═══ AVAILABLE DATA ═══
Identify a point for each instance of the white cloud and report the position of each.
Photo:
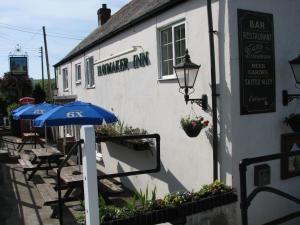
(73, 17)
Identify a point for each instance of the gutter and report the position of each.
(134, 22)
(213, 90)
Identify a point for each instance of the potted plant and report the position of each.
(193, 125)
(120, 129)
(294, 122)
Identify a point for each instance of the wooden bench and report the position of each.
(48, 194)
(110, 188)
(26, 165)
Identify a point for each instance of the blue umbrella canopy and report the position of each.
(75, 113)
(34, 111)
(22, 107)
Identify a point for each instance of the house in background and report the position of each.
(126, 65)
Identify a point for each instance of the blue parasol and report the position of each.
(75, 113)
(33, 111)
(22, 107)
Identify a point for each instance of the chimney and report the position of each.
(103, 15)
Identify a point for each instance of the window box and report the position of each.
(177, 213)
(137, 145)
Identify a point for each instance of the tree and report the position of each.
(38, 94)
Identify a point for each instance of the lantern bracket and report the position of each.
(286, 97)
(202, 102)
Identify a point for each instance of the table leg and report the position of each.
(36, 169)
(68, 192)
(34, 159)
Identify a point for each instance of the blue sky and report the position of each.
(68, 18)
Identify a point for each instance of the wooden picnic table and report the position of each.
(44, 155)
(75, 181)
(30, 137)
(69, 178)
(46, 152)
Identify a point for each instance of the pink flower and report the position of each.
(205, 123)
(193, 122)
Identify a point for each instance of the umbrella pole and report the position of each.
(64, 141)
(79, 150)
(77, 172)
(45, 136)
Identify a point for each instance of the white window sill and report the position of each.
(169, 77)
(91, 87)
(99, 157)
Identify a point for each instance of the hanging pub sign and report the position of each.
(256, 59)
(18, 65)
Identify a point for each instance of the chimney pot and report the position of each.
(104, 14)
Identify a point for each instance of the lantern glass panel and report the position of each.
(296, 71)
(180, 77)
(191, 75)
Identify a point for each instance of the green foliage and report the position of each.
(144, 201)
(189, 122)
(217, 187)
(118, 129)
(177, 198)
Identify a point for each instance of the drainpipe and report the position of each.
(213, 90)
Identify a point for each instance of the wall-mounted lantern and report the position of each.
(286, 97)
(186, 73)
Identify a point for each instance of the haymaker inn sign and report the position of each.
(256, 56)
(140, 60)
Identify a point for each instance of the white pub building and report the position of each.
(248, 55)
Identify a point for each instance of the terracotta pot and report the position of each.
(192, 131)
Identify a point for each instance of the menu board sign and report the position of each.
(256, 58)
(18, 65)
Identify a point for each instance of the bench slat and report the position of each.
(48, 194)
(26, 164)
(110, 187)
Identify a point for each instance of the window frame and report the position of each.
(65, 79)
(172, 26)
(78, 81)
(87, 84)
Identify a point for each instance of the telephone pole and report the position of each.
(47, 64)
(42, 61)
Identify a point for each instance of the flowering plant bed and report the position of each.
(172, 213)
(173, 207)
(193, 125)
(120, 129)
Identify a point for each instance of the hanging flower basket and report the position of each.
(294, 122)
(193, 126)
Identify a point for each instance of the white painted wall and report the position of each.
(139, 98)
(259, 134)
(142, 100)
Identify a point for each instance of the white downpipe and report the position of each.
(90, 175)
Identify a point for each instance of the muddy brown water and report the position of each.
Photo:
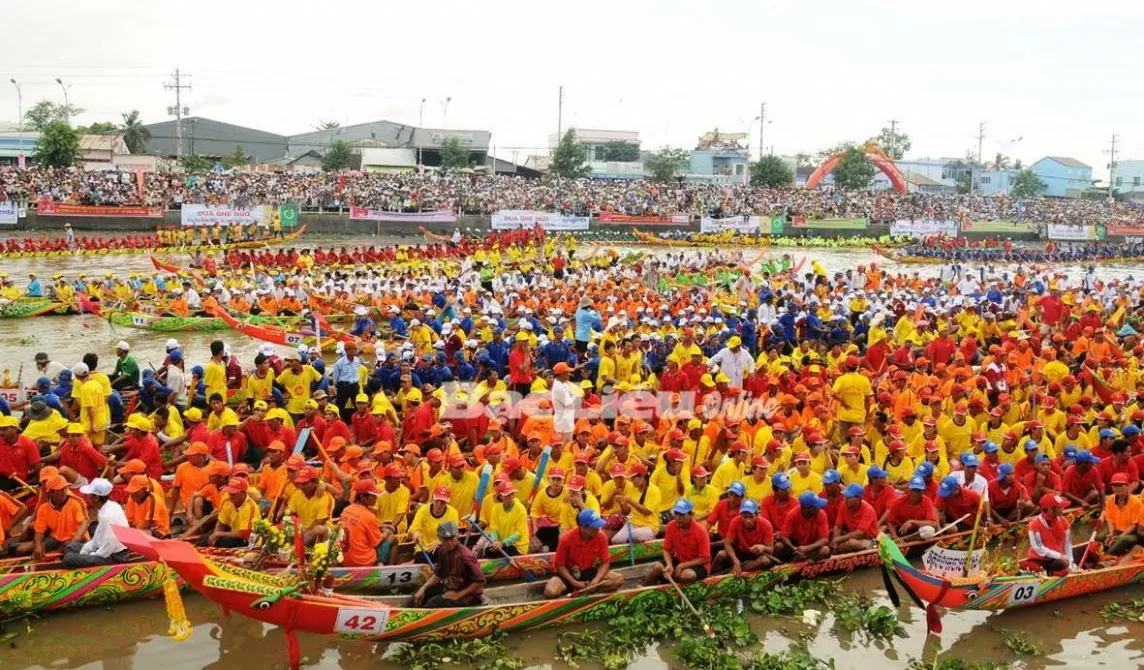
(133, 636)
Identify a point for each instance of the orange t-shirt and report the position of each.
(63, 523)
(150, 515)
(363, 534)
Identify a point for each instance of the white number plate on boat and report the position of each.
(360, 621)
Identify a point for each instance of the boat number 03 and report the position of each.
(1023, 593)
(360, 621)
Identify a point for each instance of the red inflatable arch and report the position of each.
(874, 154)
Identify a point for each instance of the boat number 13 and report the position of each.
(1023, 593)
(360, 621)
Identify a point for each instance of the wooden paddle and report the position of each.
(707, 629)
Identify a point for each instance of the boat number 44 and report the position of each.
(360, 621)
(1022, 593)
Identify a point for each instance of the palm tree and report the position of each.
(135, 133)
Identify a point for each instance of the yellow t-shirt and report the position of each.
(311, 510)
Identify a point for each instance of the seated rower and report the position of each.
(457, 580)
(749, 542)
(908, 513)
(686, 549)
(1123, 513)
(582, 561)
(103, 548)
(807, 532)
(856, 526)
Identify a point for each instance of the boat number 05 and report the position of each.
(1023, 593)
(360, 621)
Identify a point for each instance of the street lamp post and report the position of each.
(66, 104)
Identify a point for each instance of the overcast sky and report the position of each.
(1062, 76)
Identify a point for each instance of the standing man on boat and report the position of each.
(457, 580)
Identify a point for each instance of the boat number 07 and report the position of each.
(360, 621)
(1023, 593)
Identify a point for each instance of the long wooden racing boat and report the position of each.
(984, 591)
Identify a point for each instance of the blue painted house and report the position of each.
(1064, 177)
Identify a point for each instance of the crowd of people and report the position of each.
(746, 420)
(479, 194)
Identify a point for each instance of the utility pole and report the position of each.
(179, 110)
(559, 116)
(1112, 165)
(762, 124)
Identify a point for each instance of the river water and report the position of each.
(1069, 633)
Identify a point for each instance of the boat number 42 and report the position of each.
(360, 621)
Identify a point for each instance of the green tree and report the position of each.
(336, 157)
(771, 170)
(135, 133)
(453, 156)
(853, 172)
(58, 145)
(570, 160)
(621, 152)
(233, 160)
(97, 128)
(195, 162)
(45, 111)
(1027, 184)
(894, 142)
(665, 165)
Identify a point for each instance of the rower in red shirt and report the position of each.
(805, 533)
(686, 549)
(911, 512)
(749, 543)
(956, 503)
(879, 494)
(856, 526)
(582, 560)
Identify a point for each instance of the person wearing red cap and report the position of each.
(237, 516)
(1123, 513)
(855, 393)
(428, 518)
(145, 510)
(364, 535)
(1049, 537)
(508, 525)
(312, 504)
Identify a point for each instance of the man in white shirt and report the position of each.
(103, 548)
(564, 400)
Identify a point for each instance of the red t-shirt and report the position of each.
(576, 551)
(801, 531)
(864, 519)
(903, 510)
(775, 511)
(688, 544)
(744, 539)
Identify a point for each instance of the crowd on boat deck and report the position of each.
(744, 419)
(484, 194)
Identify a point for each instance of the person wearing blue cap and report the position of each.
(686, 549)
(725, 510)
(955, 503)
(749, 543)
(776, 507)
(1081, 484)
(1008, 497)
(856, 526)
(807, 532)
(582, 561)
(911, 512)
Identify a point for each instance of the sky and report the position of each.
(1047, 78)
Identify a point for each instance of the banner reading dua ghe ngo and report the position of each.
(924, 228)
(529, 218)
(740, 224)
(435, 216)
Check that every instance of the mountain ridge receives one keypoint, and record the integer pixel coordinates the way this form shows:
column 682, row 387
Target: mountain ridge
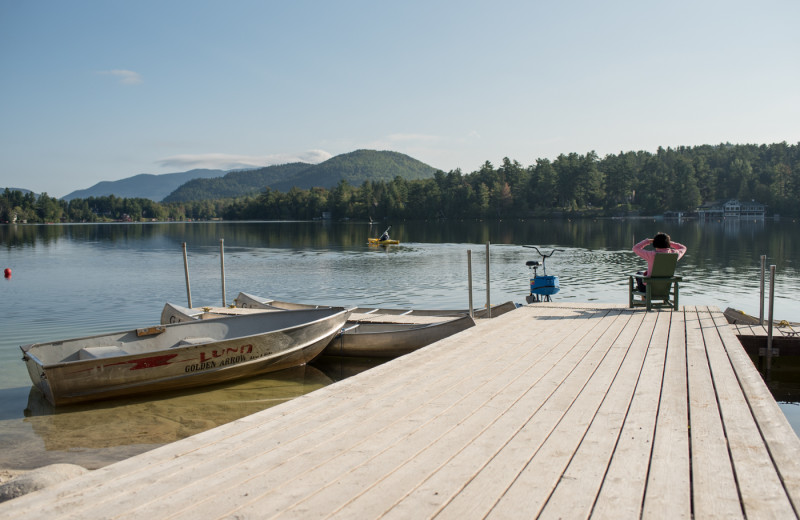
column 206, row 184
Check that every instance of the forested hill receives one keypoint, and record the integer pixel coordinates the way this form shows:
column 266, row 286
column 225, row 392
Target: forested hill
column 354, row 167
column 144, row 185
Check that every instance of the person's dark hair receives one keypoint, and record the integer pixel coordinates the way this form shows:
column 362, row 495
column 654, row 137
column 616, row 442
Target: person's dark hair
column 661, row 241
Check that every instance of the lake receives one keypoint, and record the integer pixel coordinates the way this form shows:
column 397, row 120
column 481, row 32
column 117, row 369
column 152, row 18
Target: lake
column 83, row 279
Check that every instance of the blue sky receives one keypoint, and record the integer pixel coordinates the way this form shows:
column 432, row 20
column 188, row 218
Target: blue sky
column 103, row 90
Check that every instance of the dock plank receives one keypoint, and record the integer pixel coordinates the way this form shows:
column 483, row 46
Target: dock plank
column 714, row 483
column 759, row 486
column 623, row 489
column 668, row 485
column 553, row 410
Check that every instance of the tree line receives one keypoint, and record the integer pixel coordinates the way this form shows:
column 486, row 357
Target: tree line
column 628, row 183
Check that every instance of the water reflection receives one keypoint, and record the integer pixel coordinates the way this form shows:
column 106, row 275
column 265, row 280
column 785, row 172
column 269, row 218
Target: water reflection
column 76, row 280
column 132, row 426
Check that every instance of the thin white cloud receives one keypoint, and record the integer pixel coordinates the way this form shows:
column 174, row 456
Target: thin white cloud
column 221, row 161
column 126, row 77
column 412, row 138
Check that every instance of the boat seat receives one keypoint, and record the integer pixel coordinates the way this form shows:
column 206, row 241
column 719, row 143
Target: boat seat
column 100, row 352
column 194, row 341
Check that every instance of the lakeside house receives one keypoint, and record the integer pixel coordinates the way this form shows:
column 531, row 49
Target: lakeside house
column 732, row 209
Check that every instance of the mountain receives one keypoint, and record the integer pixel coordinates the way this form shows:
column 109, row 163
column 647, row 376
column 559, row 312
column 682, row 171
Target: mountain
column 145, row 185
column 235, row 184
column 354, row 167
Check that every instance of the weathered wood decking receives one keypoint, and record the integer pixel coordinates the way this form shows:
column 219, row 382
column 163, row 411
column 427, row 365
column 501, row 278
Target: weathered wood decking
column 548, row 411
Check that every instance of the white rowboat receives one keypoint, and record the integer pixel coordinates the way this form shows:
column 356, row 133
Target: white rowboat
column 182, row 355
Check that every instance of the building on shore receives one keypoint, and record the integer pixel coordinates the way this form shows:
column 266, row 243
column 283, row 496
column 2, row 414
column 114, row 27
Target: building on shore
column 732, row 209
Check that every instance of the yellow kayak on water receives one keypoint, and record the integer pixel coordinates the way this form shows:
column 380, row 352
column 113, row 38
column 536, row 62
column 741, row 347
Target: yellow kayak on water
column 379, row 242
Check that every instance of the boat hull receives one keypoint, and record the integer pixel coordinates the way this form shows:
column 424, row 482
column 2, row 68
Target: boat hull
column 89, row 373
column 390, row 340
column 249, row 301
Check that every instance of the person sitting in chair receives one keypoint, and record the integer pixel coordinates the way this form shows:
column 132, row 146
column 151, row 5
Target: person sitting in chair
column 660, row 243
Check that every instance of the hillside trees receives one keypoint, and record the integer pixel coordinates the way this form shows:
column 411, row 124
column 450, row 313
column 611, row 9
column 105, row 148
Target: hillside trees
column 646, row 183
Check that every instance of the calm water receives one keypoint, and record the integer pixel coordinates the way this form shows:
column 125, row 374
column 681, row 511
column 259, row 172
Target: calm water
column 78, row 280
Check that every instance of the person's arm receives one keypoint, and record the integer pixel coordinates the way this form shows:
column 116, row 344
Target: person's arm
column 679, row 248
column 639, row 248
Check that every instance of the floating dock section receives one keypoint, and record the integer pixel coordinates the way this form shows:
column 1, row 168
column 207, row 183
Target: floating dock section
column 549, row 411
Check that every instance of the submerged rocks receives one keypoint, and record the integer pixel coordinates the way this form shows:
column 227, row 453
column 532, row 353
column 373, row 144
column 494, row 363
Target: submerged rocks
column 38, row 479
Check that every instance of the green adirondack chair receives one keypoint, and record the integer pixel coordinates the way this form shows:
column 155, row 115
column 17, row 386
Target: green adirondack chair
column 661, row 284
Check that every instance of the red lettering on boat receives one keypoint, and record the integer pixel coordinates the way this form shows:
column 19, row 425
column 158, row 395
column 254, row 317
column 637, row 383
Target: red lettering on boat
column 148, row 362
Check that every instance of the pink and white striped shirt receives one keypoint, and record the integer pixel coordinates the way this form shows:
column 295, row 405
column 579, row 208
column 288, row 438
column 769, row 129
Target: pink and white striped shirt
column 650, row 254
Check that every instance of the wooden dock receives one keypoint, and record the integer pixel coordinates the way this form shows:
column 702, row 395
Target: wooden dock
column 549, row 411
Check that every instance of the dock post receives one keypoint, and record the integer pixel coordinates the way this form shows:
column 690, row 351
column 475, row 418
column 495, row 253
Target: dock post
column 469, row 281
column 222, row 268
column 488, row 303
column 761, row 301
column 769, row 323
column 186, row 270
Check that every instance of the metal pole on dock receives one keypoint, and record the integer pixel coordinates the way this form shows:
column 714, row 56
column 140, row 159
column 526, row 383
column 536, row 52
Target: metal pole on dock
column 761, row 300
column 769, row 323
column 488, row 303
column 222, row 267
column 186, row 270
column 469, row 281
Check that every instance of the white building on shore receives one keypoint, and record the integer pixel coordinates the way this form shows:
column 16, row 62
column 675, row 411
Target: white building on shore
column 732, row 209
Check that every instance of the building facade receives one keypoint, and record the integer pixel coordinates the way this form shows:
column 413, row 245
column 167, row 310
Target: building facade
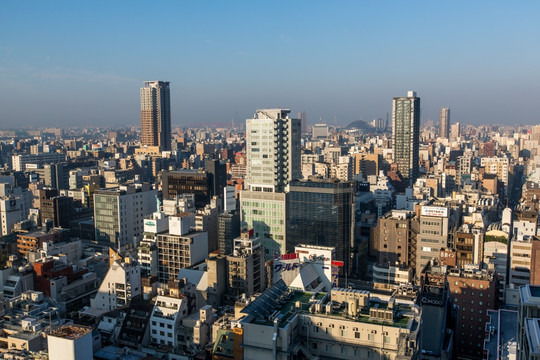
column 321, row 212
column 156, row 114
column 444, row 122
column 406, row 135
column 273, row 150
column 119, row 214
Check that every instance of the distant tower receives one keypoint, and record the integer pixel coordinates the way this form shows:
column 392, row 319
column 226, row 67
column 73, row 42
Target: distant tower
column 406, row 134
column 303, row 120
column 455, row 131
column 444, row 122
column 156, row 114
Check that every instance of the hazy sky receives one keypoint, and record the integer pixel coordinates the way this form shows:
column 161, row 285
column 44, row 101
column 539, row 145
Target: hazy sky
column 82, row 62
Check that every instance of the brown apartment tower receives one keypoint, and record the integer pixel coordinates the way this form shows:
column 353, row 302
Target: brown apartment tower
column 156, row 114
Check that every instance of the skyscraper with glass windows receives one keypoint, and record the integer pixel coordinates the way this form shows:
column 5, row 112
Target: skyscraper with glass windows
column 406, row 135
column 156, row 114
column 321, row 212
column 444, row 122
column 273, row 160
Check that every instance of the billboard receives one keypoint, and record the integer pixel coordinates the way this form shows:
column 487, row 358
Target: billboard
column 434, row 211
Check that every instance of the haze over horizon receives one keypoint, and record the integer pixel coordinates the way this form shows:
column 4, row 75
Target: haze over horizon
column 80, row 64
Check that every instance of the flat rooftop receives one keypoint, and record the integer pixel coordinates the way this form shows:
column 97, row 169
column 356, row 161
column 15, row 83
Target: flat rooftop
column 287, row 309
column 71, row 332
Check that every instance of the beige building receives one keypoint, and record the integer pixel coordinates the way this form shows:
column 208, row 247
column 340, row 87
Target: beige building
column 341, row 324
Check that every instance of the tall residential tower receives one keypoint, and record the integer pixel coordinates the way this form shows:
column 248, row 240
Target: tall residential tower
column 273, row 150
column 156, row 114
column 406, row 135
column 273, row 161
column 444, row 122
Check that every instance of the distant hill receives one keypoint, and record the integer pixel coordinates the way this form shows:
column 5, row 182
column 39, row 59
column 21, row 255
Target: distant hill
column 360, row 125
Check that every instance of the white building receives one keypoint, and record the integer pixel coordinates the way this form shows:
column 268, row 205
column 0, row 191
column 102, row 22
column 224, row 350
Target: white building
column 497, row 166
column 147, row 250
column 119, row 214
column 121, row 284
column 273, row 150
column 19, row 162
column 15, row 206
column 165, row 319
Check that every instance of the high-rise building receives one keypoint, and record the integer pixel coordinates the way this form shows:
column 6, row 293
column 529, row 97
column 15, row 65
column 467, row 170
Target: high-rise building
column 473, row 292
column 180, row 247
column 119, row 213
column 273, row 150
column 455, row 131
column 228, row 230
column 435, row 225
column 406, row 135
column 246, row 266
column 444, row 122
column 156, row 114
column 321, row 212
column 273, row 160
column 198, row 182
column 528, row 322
═══
TASK DETAILS: Copy the lines from the one containing "Check that every instance of the distant tower" through the one containing "column 80, row 64", changing "keypoint" to "marker" and leaving all other text unchanged.

COMPLETED EXERCISE:
Check that every instance of the distant tower receives one marker, and record the integer pixel coordinates the way this form shows:
column 392, row 319
column 226, row 67
column 73, row 42
Target: distant tower
column 406, row 134
column 303, row 120
column 455, row 131
column 444, row 122
column 156, row 114
Check that every instance of the hazy sky receives one marker, and record the integer pixel coordinates the way this form shows:
column 161, row 285
column 44, row 101
column 539, row 145
Target: hazy sky
column 82, row 62
Check that every instance of the brown apartment tower receives one marker, and record the integer pixel coordinates the way this form shows:
column 353, row 302
Target: brown apartment tower
column 156, row 114
Check that every instance of the skyscraper with glass windows receives one marker, and record the integer pixel coordinates the way this form shows:
column 5, row 112
Target: skyscraper with glass windows
column 406, row 135
column 156, row 114
column 321, row 212
column 444, row 122
column 273, row 160
Check that every instance of the billboard receives one marker, and record the integer pixel coordinates the way this form shows:
column 487, row 358
Target: billboard
column 434, row 211
Check that every instance of the haze over horizon receives one marker, and record the integer pixel coordinates the way this form shows:
column 4, row 75
Target: haze over horizon
column 80, row 64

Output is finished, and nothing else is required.